Start PAGE

In this practical, we will build a Naive Bayes classifier from scratch for binary classification on the Iris dataset.

In [None]:
from sklearn.metrics import accuracy_score
from sklearn import datasets, model_selection
import numpy as np
import matplotlib.pyplot as plt
from scipy.stats import norm

plt.rcParams['figure.figsize'] = (10, 6)

## Load and Prepare the Iris Dataset

We will use only the first two features (sepal length and width) and convert the problem to binary classification:
- Class 0: Iris-Setosa
- Class 1: Iris-Versicolour and Iris-Virginica (combined)

In [None]:
# Load the Iris dataset
iris = datasets.load_iris()
data = iris.data[:, :2]  # Only sepal length and width
targets = iris.target

# Convert to binary classification
targets_binary = np.where(targets == 0, 0, 1)

End PAGE
Start DATASET EXTRACT

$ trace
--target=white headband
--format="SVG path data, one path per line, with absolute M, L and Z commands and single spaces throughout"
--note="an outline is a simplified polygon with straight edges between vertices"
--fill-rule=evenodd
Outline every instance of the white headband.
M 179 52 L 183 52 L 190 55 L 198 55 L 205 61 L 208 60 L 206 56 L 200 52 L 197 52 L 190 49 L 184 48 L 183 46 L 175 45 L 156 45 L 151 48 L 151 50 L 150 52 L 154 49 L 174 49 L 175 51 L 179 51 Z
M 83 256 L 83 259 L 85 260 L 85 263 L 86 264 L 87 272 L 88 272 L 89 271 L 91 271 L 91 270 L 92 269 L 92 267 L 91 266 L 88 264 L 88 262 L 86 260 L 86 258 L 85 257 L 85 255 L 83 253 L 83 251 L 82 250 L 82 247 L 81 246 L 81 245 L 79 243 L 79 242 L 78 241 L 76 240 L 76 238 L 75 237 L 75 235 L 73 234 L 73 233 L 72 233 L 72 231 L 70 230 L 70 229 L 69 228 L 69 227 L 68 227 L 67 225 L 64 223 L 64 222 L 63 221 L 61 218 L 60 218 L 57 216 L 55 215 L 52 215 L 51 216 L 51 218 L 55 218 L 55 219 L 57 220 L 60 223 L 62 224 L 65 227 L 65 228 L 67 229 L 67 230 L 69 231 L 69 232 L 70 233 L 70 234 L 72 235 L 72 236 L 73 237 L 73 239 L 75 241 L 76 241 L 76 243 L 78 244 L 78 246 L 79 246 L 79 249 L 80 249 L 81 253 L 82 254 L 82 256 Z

End DATASET EXTRACT
Start DATASET EXTRACT

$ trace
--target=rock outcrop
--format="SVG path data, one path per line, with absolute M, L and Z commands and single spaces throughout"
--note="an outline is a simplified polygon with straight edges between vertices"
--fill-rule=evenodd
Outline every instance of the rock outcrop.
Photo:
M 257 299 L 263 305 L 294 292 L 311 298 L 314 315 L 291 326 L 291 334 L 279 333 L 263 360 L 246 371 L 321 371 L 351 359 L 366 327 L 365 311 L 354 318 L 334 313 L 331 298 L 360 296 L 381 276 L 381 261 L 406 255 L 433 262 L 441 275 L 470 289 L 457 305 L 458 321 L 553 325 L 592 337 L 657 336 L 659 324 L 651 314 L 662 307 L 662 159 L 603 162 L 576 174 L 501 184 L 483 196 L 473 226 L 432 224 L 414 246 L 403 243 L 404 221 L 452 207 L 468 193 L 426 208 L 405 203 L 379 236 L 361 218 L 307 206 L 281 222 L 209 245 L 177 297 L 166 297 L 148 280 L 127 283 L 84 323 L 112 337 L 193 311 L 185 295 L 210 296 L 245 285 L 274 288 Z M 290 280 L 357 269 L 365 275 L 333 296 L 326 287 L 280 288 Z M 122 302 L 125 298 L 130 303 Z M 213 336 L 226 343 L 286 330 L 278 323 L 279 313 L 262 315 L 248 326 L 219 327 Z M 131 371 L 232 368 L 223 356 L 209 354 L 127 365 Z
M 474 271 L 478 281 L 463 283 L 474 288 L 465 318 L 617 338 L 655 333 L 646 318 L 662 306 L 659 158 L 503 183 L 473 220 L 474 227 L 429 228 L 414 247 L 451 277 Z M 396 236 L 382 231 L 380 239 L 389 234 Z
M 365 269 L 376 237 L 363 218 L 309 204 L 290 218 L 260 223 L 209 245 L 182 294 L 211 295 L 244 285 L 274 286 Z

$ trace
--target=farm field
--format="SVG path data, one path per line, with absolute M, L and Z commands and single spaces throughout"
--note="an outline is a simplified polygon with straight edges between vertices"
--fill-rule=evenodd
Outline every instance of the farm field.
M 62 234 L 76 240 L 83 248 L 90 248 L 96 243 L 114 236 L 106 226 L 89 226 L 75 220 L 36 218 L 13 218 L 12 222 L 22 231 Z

End DATASET EXTRACT

_REQUIRED TASK A_:
Answer these questions about the Naive Bayes practical, one line each:
(i) Which two features of the Iris dataset does it use?
(ii) Which kinds of iris are combined into Class 1?
(iii) What figure size does it set for plots?
_REQUIRED TASK B_:
Reproduce the Naive Bayes practical word for word, everything from "## Load and" down to "np.where(targets == 0, 0, 1)".

_WRITTEN SOLUTION A_:
(i) Sepal length and sepal width.
(ii) Iris-Versicolour and Iris-Virginica.
(iii) (10, 6).

_WRITTEN SOLUTION B_:
## Load and Prepare the Iris Dataset

We will use only the first two features (sepal length and width) and convert the problem to binary classification:
- Class 0: Iris-Setosa
- Class 1: Iris-Versicolour and Iris-Virginica (combined)

In [None]:
# Load the Iris dataset
iris = datasets.load_iris()
data = iris.data[:, :2]  # Only sepal length and width
targets = iris.target

# Convert to binary classification
targets_binary = np.where(targets == 0, 0, 1)